──────── Supplied passage ────────

Mexico in the 19th Century

• Major Point of Today’s Lecture

o Mexico’s oscillation between extreme political stability and instability in the 19th  century laid the foundations for Revolution in the 20th century.

• Wars of the North American Invasions, 1836-1848

o The Texas Rebellion 1836

▪ Texas rebels and gets its independence

▪ Looks to colonize its frontier region

▪ Mexico outlaws slavery in 1829, Texas has friction

o The Mexican-American War 1846-1848

▪ Texas as a country begins to go into debt

▪ Texas and US join

▪ Border dispute for Texas vs Mexico

▪ United States will enforce border region, gets Arizona, California, New  Mexico as well

• War of Reform 1858-1861

o 1857 Constitution

▪ Main issue of the war

▪ Who has the authority to enact it?

o Civil War in Mexico

o Liberals vs Conservatives

▪ Liberals - political power should be extended liberally to the people ▪ Conservatives - should conserve power and political to the government ▪ Church

• Liberal - Subordinated to the state, Tax church property (largest  landowner)

────────

## Stated task A
Please turn the lines of the records from the line with "task | point to each instance of the foliage, one" to the line with "[(447, 664), (553, 145), (242, 180), (61, 309)]", both included, into a numbered list, leaving out any blank lines.
The lecture outline and the records come from unrelated sources.

──────── Material for the task ────────

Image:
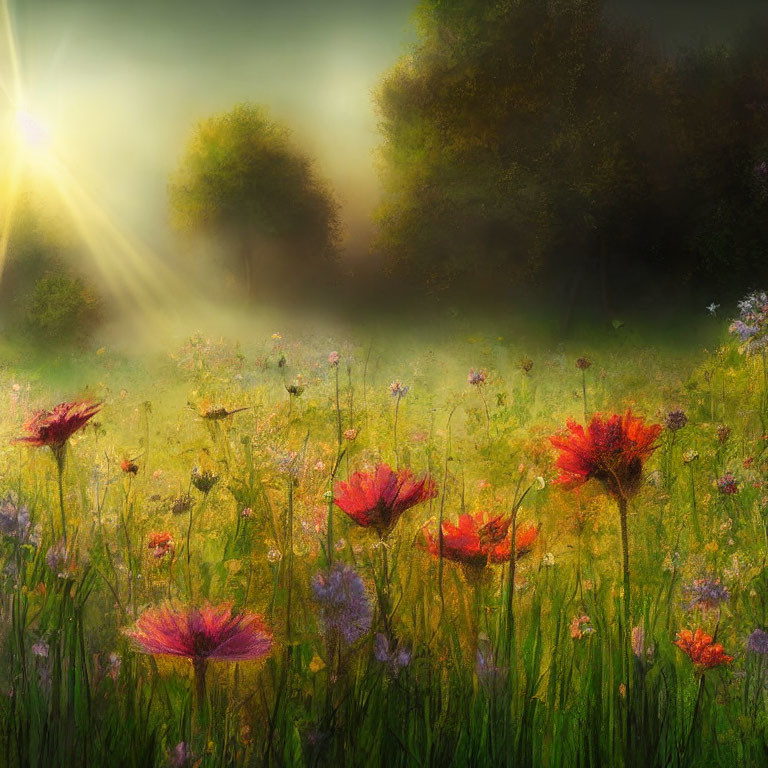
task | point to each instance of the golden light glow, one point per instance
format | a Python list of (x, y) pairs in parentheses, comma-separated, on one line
[(133, 275), (31, 131)]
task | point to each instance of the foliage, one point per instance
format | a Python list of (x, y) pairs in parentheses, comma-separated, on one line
[(447, 664), (553, 145), (242, 180), (61, 309)]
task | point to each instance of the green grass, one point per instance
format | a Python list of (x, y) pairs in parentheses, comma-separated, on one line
[(554, 701)]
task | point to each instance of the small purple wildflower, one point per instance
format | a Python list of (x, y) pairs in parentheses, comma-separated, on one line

────────

## Stated task B
Rewrite the lecture outline from "Mexico in the" to "the 20th century.", substituting "groundwork" for "foundations".

## Written solution A
1. task | point to each instance of the foliage, one point per instance
2. format | a Python list of (x, y) pairs in parentheses, comma-separated, on one line
3. [(447, 664), (553, 145), (242, 180), (61, 309)]

## Written solution B
Mexico in the 19th Century

• Major Point of Today’s Lecture

o Mexico’s oscillation between extreme political stability and instability in the 19th  century laid the groundwork for Revolution in the 20th century.